Problem requirements =>
In the records below, report every line that contains the word "truck".

* start Records *

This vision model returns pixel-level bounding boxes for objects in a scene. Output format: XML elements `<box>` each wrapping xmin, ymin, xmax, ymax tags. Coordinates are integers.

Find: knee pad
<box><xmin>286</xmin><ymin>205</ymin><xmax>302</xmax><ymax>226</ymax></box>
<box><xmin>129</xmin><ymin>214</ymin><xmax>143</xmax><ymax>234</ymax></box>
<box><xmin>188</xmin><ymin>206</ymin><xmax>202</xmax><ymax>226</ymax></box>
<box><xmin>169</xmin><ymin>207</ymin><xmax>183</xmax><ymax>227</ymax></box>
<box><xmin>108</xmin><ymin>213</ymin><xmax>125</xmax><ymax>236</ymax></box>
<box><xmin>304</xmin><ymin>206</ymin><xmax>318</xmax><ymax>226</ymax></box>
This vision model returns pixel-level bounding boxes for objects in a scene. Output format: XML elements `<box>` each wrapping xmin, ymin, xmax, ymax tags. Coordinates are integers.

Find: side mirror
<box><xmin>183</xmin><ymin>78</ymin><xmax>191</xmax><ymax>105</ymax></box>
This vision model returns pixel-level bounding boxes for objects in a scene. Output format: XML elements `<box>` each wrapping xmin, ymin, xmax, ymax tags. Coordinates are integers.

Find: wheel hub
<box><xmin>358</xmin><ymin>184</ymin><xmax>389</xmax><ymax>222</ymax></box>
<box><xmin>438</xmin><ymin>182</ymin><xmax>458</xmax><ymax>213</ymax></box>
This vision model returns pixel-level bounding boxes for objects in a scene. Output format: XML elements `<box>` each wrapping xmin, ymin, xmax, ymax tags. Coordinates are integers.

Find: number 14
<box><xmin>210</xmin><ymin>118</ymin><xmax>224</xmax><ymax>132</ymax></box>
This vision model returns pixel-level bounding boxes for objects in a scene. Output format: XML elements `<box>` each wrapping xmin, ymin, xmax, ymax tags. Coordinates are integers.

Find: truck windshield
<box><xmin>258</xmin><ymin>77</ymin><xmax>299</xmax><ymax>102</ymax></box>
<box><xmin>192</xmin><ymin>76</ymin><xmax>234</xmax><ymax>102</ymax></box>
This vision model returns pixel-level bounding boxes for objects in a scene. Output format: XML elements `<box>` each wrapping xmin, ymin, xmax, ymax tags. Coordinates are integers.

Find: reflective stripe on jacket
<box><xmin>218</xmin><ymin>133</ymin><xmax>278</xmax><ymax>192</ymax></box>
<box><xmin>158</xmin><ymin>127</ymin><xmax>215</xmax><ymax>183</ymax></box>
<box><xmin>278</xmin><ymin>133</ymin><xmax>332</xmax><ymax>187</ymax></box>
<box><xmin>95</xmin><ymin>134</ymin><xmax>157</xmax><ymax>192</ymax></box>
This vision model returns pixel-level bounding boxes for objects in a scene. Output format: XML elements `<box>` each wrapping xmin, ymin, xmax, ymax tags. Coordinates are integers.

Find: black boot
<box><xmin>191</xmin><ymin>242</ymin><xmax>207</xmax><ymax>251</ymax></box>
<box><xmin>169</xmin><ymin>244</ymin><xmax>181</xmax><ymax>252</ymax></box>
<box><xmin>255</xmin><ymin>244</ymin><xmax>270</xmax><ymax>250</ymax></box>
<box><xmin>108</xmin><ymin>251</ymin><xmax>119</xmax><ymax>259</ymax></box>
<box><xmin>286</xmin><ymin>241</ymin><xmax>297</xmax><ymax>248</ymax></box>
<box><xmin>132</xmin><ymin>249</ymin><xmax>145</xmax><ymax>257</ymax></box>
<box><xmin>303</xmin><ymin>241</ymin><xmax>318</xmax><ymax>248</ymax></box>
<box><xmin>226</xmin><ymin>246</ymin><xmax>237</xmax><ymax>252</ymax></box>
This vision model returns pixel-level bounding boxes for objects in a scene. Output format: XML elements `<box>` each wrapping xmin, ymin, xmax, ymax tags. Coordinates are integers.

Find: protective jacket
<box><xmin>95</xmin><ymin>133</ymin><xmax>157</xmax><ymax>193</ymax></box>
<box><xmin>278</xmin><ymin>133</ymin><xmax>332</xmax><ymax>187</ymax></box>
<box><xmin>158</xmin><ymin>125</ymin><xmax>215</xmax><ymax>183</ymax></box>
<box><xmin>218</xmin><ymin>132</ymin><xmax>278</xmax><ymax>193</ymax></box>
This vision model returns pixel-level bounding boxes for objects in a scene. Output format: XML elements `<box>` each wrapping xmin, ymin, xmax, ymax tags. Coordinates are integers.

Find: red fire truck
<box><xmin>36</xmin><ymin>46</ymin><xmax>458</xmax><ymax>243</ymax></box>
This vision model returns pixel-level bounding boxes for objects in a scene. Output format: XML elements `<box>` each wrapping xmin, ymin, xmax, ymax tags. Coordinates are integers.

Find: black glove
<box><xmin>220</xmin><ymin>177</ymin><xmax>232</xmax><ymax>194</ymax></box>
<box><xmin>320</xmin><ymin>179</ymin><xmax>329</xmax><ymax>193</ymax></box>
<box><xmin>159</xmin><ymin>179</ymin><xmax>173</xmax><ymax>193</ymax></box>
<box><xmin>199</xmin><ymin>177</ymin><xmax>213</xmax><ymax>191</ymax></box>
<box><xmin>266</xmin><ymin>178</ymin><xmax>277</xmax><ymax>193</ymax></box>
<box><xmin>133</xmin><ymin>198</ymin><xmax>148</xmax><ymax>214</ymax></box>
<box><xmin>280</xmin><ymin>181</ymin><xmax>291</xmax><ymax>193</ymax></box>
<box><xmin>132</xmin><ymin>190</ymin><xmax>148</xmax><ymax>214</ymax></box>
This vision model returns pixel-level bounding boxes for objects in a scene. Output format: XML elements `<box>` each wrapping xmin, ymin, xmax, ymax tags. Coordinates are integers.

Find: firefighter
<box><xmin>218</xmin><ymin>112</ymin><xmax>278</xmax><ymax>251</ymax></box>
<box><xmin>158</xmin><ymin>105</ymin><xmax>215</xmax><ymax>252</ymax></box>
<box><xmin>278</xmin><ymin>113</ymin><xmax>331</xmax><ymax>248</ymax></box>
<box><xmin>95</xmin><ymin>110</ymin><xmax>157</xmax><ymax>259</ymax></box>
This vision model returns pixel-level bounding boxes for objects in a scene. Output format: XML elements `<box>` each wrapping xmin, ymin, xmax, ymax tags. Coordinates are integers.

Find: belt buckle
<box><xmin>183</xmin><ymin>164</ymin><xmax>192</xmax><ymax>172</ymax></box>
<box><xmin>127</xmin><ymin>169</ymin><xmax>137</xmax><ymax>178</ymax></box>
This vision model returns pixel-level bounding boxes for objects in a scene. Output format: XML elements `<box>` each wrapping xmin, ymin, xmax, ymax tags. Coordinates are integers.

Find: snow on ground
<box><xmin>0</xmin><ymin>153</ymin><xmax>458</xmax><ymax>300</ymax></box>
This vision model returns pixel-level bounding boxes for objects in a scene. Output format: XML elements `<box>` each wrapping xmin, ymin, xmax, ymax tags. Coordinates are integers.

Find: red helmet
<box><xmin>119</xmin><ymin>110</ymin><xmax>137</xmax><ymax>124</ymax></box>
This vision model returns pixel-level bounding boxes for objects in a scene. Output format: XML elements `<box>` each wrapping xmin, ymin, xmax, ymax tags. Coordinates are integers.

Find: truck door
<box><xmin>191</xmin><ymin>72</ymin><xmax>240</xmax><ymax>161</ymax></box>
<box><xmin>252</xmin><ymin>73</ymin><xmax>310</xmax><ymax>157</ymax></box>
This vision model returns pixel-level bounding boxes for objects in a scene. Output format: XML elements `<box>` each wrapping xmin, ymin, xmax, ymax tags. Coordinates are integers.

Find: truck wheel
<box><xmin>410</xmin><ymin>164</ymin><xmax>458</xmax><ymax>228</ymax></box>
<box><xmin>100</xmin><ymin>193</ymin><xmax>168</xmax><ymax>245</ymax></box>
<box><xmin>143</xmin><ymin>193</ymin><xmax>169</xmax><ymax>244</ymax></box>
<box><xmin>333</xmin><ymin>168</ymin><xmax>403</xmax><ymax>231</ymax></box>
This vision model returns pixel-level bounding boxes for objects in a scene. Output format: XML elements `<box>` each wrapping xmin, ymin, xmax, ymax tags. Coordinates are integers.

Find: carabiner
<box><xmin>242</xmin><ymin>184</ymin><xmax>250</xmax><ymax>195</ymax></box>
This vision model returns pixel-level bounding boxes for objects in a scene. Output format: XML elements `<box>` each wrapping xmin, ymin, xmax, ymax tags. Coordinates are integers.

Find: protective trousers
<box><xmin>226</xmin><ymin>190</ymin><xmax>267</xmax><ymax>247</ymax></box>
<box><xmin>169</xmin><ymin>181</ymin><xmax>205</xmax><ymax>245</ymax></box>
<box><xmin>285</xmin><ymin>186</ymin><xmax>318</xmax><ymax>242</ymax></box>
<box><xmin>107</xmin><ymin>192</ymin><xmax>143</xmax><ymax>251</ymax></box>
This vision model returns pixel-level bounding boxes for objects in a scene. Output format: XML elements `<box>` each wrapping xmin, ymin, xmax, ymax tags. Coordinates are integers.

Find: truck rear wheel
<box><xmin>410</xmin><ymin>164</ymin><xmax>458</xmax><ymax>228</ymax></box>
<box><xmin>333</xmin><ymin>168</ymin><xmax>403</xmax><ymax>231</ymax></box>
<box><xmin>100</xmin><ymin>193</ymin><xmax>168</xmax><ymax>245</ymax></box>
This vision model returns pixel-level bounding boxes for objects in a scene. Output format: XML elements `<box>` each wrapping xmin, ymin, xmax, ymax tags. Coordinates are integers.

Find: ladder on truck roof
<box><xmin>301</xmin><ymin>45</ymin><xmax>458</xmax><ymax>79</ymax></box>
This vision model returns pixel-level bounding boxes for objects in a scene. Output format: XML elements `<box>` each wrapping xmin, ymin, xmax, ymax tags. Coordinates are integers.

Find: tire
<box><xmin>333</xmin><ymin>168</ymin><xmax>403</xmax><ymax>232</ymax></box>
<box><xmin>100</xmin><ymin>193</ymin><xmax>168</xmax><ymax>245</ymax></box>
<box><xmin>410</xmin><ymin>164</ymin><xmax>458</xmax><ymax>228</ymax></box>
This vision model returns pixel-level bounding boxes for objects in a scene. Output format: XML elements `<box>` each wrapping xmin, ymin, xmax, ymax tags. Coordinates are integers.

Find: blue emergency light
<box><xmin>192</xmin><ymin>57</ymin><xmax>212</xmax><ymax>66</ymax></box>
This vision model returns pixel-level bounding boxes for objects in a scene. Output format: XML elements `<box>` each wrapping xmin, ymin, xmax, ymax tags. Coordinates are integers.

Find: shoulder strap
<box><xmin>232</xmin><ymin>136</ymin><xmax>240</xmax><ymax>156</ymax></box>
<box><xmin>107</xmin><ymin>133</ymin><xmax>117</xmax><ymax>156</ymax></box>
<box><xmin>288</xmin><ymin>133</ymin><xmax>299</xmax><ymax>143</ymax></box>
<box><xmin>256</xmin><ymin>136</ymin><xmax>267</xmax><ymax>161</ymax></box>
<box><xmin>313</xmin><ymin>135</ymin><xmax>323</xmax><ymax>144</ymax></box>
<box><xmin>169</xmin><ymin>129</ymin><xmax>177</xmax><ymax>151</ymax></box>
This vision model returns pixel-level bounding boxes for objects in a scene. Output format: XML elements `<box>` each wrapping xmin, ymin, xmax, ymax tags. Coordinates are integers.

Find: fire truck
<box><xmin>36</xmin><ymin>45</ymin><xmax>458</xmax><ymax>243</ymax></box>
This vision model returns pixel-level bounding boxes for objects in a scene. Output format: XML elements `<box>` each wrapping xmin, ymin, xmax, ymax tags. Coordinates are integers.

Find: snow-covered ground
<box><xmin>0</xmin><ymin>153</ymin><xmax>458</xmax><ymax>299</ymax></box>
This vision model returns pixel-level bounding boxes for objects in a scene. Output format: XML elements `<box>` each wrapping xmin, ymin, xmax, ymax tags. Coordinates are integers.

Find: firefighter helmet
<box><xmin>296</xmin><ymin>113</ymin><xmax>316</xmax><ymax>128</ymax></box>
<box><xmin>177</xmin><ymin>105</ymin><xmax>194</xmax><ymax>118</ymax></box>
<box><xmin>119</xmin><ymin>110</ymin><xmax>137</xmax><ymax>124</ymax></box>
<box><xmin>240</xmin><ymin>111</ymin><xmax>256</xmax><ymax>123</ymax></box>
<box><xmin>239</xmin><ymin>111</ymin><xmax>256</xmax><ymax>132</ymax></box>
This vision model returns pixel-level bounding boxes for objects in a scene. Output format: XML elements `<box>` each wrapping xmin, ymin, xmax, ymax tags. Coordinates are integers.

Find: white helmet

* end Records *

Correct result =>
Find: truck windshield
Find: red fire truck
Find: truck door
Find: truck wheel
Find: truck rear wheel
Find: ladder on truck roof
Find: fire truck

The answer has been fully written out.